- Selected excerpt
++++

Scanning electron microscope (SEM) and transmission electron microscope (TEM) observations were further performed to reveal the surface morphology and inner microstructure of CC and two CC-MnO2 composites. As can be seen from SEM images of two CC-MnO2 composites (Figs. S3a-c in Supporting information), the interwoven structure of CC is well maintained after oxidation. No noticeable morphological differences are observed between CC and two CC-MnO2 composites at low magnification (Figs. S3d-f in Supporting information). At large magnifications, distinct surface morphologies are observed. The pristine CC shows a smooth surface of carbon fibers with a diameter of 6–8 µm (Fig. S4a in Supporting information). The CC-m-MnO2 demonstrates a coating layer over the carbon fiber surface, as indicated by the broken region highlighted by the red arrow (Fig. S4b in Supporting information). The CC-v-MnO2 displays many nanoflakes grown at the carbon fiber surface with a thickness of several nanometers and a lateral size of ~100 nm (Fig. S4c in Supporting information). Notably, if the CC surface is not modified with the oxygen-containing group, many tiny nanoparticles are produced on the surface (Fig. S5 in Supporting information). This may be ascribed to the weak reactivity between the pristine CC and KMnO4.

++++

- Provided material

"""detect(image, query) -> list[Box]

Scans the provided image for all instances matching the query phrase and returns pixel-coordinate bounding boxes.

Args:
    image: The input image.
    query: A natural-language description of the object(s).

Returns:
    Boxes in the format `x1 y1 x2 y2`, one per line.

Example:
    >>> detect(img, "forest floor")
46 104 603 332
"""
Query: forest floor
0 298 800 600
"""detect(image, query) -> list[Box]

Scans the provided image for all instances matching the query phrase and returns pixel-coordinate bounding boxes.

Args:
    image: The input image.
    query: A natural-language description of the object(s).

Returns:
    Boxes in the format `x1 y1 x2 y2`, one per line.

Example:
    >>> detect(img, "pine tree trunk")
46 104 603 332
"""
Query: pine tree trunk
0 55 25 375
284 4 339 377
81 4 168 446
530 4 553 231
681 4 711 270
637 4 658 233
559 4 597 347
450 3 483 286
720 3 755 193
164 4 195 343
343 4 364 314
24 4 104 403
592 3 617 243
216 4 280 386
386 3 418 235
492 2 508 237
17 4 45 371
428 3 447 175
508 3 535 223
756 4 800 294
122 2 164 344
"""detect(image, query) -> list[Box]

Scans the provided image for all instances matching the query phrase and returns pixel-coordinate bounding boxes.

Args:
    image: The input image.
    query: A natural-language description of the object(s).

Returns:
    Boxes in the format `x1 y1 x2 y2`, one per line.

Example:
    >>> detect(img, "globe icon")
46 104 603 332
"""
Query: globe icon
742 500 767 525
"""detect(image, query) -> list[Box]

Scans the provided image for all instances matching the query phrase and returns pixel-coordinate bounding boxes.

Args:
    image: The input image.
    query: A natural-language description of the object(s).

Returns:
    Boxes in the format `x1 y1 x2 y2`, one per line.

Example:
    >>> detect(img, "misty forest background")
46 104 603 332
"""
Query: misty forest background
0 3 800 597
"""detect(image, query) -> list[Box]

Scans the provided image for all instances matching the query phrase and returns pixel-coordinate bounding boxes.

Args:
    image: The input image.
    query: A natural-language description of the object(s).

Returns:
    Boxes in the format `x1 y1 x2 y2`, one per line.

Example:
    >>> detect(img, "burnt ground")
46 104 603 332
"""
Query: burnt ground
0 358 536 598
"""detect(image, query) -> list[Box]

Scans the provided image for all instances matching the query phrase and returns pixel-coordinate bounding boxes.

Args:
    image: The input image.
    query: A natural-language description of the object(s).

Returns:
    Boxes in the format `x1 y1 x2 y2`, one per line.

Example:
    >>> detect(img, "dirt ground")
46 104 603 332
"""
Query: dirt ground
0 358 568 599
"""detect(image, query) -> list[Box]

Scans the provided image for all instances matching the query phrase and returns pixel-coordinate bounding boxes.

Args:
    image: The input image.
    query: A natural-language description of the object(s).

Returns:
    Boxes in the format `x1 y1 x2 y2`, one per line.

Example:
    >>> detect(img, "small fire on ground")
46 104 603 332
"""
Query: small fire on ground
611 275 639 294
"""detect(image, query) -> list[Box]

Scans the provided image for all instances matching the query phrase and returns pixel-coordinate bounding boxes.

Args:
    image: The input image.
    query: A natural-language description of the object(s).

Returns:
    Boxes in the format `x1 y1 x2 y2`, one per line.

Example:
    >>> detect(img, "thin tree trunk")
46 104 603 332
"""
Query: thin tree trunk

++++

- Exercise instructions
#1 According to the excerpt on the carbon cloth and MnO2 composites, what is the diameter of the carbon fibers in the pristine CC?
#2 Write out the stretch of the entries from their start through the line that contains "0 298 800 600", with both ends included, and nothing else.

- Task-by-task solutions
#1 6–8 µm

#2
"""detect(image, query) -> list[Box]

Scans the provided image for all instances matching the query phrase and returns pixel-coordinate bounding boxes.

Args:
    image: The input image.
    query: A natural-language description of the object(s).

Returns:
    Boxes in the format `x1 y1 x2 y2`, one per line.

Example:
    >>> detect(img, "forest floor")
46 104 603 332
"""
Query: forest floor
0 298 800 600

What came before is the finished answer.